→ Task instructions
Swap "pillar" for "column" in the stretch of rows below, from the line that contains "Isolate the person standing in this image." through the line that contains "[7,0,318,162]", leaving everything else unchanged. Give back only those lines.

→ Entries from an annotation dataset
^^^^^^^^

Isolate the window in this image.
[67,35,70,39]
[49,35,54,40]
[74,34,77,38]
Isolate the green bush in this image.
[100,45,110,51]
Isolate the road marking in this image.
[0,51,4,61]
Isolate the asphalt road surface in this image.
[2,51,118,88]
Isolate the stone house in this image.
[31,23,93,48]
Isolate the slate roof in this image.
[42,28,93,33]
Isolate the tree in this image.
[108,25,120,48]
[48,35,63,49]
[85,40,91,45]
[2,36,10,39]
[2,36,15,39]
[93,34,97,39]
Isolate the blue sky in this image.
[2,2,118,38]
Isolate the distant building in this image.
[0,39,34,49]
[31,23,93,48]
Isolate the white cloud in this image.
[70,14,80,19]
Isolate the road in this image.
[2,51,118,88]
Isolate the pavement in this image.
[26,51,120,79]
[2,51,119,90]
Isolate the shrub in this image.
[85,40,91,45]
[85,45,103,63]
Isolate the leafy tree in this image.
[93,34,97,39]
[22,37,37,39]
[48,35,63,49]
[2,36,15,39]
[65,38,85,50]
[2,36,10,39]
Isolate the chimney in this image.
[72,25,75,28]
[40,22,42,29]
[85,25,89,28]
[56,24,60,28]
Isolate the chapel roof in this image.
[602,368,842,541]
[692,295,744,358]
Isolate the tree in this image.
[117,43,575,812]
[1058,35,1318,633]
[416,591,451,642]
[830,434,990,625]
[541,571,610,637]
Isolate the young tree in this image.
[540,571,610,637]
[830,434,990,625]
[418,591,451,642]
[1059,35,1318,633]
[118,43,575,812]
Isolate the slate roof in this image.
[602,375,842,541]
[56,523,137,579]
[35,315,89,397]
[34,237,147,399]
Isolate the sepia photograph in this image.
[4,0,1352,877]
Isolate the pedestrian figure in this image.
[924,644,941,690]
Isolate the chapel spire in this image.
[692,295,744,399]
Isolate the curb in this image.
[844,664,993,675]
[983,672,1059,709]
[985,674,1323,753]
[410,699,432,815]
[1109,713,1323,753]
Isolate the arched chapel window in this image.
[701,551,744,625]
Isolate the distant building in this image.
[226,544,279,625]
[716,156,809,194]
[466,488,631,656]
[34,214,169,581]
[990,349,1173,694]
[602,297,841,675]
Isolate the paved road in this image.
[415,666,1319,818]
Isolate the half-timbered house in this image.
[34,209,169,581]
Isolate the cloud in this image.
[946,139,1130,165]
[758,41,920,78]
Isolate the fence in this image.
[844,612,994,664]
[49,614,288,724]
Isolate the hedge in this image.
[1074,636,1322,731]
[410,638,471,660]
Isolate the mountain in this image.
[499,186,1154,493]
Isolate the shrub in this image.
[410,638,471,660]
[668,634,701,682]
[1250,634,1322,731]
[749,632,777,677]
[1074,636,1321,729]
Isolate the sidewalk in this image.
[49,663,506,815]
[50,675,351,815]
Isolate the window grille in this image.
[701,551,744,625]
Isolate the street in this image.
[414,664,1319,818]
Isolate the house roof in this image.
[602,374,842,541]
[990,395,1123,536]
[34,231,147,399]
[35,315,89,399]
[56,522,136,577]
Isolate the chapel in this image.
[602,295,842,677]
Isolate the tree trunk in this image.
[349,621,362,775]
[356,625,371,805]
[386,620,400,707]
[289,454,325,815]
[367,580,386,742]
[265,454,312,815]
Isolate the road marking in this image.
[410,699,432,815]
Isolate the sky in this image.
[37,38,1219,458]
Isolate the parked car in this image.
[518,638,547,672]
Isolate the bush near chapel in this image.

^^^^^^^^

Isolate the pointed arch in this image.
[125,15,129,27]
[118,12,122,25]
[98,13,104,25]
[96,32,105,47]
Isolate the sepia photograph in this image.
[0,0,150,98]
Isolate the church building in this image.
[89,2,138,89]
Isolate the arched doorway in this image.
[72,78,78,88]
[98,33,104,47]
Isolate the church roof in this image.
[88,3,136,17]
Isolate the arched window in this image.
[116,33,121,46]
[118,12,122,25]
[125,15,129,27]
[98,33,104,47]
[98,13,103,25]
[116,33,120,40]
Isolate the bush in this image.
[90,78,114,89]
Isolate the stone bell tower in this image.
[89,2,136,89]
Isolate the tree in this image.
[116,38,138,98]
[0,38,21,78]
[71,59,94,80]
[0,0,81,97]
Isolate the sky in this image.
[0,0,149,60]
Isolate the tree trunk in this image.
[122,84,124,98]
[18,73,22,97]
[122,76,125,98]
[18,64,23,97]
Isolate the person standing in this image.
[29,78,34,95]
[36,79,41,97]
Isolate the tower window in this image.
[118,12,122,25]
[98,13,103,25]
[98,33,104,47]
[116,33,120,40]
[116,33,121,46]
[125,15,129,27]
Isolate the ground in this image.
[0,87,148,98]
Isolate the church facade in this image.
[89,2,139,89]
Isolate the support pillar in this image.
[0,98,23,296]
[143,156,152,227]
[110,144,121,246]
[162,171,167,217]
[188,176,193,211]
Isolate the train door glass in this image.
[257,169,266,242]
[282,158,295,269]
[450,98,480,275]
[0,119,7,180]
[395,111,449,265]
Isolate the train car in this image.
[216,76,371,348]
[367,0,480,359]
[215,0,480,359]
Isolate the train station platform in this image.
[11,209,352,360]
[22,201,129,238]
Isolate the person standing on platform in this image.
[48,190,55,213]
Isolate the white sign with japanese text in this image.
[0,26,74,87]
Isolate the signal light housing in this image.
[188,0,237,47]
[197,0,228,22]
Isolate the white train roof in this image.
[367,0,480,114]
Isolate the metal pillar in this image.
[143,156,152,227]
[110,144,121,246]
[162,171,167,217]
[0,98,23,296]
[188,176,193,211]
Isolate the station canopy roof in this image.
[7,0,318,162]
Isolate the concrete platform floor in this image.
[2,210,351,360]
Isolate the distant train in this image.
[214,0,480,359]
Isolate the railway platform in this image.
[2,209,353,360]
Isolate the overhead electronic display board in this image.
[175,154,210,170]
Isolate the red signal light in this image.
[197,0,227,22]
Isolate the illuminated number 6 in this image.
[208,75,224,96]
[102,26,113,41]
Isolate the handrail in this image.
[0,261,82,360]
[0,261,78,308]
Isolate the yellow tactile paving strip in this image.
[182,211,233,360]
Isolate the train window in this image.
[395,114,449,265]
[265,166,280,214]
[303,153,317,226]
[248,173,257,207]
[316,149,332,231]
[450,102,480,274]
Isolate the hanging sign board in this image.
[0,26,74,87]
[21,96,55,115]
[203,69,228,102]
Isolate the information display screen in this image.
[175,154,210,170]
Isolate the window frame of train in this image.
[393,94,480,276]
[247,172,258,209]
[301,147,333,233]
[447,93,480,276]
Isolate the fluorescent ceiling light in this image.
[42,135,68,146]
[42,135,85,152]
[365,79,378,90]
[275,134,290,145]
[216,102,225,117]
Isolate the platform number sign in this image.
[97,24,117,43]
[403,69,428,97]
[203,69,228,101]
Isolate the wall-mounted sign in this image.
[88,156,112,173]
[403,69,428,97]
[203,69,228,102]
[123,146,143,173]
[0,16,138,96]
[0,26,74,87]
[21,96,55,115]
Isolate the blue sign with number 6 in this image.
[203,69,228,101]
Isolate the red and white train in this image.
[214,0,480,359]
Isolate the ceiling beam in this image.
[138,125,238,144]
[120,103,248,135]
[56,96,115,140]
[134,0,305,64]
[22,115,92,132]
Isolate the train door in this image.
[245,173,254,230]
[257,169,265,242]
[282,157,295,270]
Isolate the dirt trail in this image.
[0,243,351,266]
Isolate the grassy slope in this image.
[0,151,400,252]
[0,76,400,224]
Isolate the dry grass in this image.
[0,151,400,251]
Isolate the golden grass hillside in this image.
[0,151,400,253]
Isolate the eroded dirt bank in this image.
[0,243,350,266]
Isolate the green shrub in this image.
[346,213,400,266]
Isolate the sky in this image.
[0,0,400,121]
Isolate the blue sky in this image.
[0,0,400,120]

^^^^^^^^

→ Exercise solution
Isolate the person standing in this image.
[29,78,34,95]
[36,79,41,97]
Isolate the tower window in this image.
[118,12,122,25]
[98,13,103,25]
[98,33,104,47]
[116,33,120,40]
[116,33,121,46]
[125,15,129,27]
Isolate the ground in this image.
[0,87,148,98]
Isolate the church facade in this image.
[89,2,139,89]
Isolate the support column in this image.
[0,98,23,296]
[143,156,152,227]
[110,144,121,246]
[162,171,167,217]
[188,176,193,211]
Isolate the train door glass in this image.
[257,169,266,242]
[282,158,295,269]
[450,98,480,275]
[0,119,7,180]
[395,111,449,265]
Isolate the train car in this image.
[216,76,371,348]
[367,0,480,359]
[215,0,480,359]
Isolate the train station platform in this image.
[11,209,352,360]
[22,201,129,238]
Isolate the person standing on platform in this image.
[48,190,55,213]
Isolate the white sign with japanese text in this image.
[0,26,74,87]
Isolate the signal light housing in this image.
[188,0,237,47]
[197,0,228,22]
Isolate the white train roof in this image.
[367,0,480,114]
Isolate the metal column in this image.
[143,156,152,227]
[110,144,121,246]
[162,171,167,217]
[0,98,23,296]
[188,176,193,211]
Isolate the station canopy roof in this image.
[7,0,318,162]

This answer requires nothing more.